> Quoted passage
################

# House to house search



## greenstreak1946 (May 28, 2017)

WOW!!! they are now going house to house searching for Corvid-19 cases with local police in Manila. 

I couldn't imagine the authorities trying to do that here in the USA. We would have a million scumbag lawyers suing everybody. 

We had a local councilman vote against wearing the mask 2 weeks ago and 3 days later he was hospitalized with the virus. HAHAHAHA 

Hope he suffered really bad. the stupid idiot.

art


----------



## M.C.A. (Feb 24, 2013)

Health officials, not cops, will lead house-to-house search for COVID-19 cases —Año https://www.gmanetwork.com/news/new...to-house-search-for-covid-19-cases-ano/story/

From what I can understand from the news (not in English) is that those that are home quarintined mainly will be looked at and their family members because it appears this hasen't been working out so well and the govenrment will end up transfering people that are sick to an isolation facility and no longer quarintined with the family.

There's not enough police to handle that job so it sounds like Health officials and probably some baranagay members.


----------



## greenstreak1946 (May 28, 2017)

mark,

here is the link that tells they will use police to do the search house to house.

https://www.usnews.com/news/world/a...in-house-to-house-searches-for-covid-19-cases


----------



## Gary D (Oct 28, 2013)

greenstreak1946 said:


> WOW!!! they are now going house to house searching for Corvid-19 cases with local police in Manila.
> 
> I couldn't imagine the authorities trying to do that here in the USA. We would have a million scumbag lawyers suing everybody.
> 
> ...


Just think, when this is all over there could be a net increase in the world's average IQ.


----------



## M.C.A. (Feb 24, 2013)

greenstreak1946 said:


> mark,
> 
> here is the link that tells they will use police to do the search house to house.
> 
> https://www.usnews.com/news/world/a...in-house-to-house-searches-for-covid-19-cases


That was the original article and then they changed it to Health Care workers.


----------



## 68whiskeymike6 (Jan 10, 2019)

California is getting certain places shut down too like certain businesses and etc all over again. Kinda like a semi-ECQ we had a few months ago in Region 3, Pampanga. Don't want to get into all that since I'm still jet lagging and getting re-acquinted with my home state lol too much going on right now with the C19 thing. Man, now I miss the Philippines!


----------



## M.C.A. (Feb 24, 2013)

68whiskeymike6 said:


> California is getting certain places shut down too like certain businesses and etc all over again. Kinda like a semi-ECQ we had a few months ago in Region 3, Pampanga. Don't want to get into all that since I'm still jet lagging and getting re-acquinted with my home state lol too much going on right now with the C19 thing. Man, now I miss the Philippines!


Ha haaa... that was my feeling back and forth, both area's have their pros and cons.


----------



## fmartin_gila (May 15, 2011)

################

> Records supplied
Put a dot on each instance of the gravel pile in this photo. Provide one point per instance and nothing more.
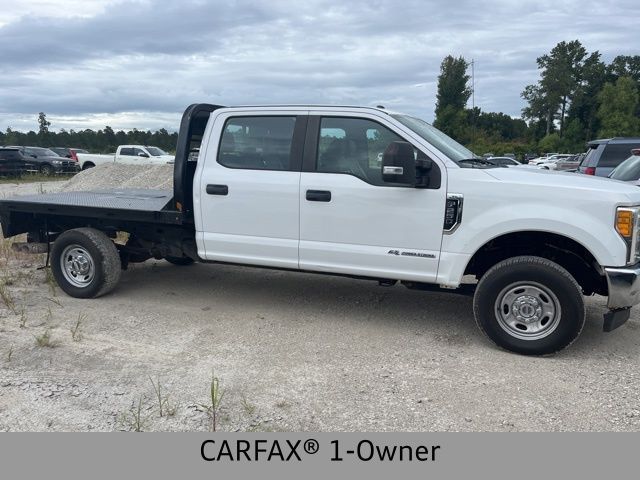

################

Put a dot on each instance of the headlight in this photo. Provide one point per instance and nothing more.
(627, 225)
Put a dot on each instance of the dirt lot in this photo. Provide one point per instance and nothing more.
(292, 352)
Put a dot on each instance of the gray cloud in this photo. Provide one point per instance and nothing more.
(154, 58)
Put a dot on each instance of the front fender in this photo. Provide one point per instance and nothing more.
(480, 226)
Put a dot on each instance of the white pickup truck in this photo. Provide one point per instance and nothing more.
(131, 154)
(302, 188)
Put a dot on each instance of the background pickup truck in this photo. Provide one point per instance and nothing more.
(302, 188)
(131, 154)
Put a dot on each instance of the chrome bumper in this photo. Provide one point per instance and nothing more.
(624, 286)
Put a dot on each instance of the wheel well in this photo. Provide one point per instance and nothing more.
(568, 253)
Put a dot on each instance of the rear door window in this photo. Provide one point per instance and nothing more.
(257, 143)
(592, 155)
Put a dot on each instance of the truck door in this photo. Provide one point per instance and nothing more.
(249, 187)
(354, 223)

################

> Assignment 1
Do these statements agree with the house-to-house search thread? For each, answer yes or no and quote the words that decide it. (a) The councilman was hospitalized three days after voting against wearing the mask. (b) M.C.A. followed the news in English. (c) 68whiskeymike6 had a semi-ECQ a few months earlier in Region 3, Pampanga.
> Assignment 2
In the house-to-house search thread, what reason does M.C.A. give for health officials leading the search instead of police?
> Assignment 3
Transcribe the part of the house-to-house search thread starting with "# House to house" and going on through "the stupid idiot.".

> Your solution 1
(a) Yes: "3 days later he was hospitalized with the virus."
(b) No: "From what I can understand from the news (not in English)."
(c) Yes: "Kinda like a semi-ECQ we had a few months ago in Region 3, Pampanga."

> Your solution 2
There aren't enough police to handle that job.

> Your solution 3
# House to house search



## greenstreak1946 (May 28, 2017)

WOW!!! they are now going house to house searching for Corvid-19 cases with local police in Manila. 

I couldn't imagine the authorities trying to do that here in the USA. We would have a million scumbag lawyers suing everybody. 

We had a local councilman vote against wearing the mask 2 weeks ago and 3 days later he was hospitalized with the virus. HAHAHAHA 

Hope he suffered really bad. the stupid idiot.